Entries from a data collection
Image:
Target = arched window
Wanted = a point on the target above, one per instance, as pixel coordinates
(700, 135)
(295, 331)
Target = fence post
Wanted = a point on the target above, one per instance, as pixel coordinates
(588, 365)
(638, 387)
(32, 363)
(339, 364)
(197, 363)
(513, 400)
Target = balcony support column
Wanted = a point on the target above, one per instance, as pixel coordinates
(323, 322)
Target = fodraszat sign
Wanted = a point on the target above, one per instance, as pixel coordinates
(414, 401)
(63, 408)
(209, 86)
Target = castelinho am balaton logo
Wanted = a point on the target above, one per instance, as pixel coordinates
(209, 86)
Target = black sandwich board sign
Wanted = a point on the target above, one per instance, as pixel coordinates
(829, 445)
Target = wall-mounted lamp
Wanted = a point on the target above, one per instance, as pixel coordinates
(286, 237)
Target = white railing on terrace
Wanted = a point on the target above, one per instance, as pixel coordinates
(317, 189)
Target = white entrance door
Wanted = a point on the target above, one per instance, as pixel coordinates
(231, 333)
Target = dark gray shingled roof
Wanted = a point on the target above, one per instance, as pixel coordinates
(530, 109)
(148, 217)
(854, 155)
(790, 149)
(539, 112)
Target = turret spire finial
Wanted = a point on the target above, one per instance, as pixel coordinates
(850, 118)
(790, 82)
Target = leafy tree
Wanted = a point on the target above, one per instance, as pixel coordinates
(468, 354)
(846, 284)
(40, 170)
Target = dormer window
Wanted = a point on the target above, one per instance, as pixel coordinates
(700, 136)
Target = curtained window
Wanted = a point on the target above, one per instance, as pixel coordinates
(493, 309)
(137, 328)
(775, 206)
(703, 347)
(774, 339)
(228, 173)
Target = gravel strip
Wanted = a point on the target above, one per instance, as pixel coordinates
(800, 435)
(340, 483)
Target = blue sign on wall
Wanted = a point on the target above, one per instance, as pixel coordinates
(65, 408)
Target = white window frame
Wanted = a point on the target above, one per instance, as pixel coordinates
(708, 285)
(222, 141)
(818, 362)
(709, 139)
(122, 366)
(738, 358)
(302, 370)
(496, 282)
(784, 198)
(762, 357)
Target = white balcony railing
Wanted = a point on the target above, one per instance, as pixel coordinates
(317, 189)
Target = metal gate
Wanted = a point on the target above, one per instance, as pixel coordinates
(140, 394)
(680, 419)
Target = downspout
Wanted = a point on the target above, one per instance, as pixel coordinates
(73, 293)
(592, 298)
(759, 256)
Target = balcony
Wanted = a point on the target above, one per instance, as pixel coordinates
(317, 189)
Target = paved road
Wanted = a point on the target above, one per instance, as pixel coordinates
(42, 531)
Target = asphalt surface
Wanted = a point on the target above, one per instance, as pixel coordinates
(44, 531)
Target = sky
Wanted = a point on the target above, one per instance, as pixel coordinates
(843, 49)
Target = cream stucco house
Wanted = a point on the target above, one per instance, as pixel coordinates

| Exercise instructions |
Copy all of the entries above line by line, keeping every word and number unchanged.

| Result of this task |
Image:
Target = arched window
Wanted = a point on the target above, one per instance, as pixel coordinates
(700, 135)
(295, 331)
Target = fence post
Wanted = a point on the target above, one per instance, as pixel coordinates
(588, 365)
(638, 387)
(32, 363)
(339, 364)
(197, 363)
(513, 400)
Target = balcony support column
Wanted = a point on the target above, one per instance, as pixel coordinates
(323, 322)
Target = fodraszat sign
Wanted = a point on the target above, one per instance, as pixel coordinates
(414, 401)
(63, 408)
(209, 86)
Target = castelinho am balaton logo
Wanted = a point on the target above, one per instance, as pixel coordinates
(209, 86)
Target = black sandwich board sign
Wanted = a point on the target above, one per instance, as pixel coordinates
(829, 445)
Target = wall-mounted lamp
Wanted = a point on the target above, one per instance, as pixel coordinates
(286, 237)
Target = white railing on terrace
Wanted = a point on the target above, one per instance, as pixel coordinates
(317, 189)
Target = white entrance door
Wanted = a point on the target above, one per instance, as pixel coordinates
(231, 333)
Target = dark gray shingled roof
Wanted = a point on the target above, one per instance, as pixel coordinates
(530, 109)
(148, 217)
(854, 155)
(790, 149)
(539, 112)
Target = turret spire finial
Wanted = a point on the target above, one per instance, as pixel coordinates
(850, 118)
(790, 82)
Target = leafy tree
Wanted = a point on the target above, one per instance, as pixel coordinates
(468, 354)
(846, 284)
(40, 170)
Target = dormer window
Wanted = a point on the target above, one per instance, as pixel coordinates
(700, 136)
Target = curtained window
Wanted = a point on the target above, one per instance, as pixel coordinates
(493, 309)
(137, 328)
(775, 206)
(703, 347)
(774, 339)
(228, 173)
Target = gravel strip
Wanted = a point on the target above, one per instance, as pixel coordinates
(800, 435)
(340, 483)
Target = blue sign on wall
Wanted = a point on the target above, one per instance, as pixel coordinates
(65, 408)
Target = white window frame
Wanted = a point on the target above, one per instance, as pixel coordinates
(708, 285)
(222, 141)
(818, 362)
(709, 139)
(122, 366)
(738, 358)
(302, 370)
(496, 282)
(784, 198)
(762, 357)
Target = white balcony railing
Wanted = a point on the target above, one per instance, as pixel coordinates
(317, 189)
Target = metal gate
Wanted = a point on the target above, one per instance, as pixel coordinates
(140, 394)
(680, 419)
Target = downspout
Wanted = a point on the target above, one per instance, as pixel coordinates
(73, 293)
(592, 298)
(759, 256)
Target = balcony
Wanted = a point on the target above, one per instance, as pixel coordinates
(317, 189)
Target = paved road
Wanted = a point on the target above, one per instance, as pixel coordinates
(42, 531)
Target = asphalt surface
Wanted = a point on the target above, one per instance, as pixel coordinates
(44, 531)
Target = sky
Wanted = a point on the target above, one per instance, as pixel coordinates
(843, 49)
Target = cream stucco house
Wanted = a point on the target above, one per instance, as pixel coordinates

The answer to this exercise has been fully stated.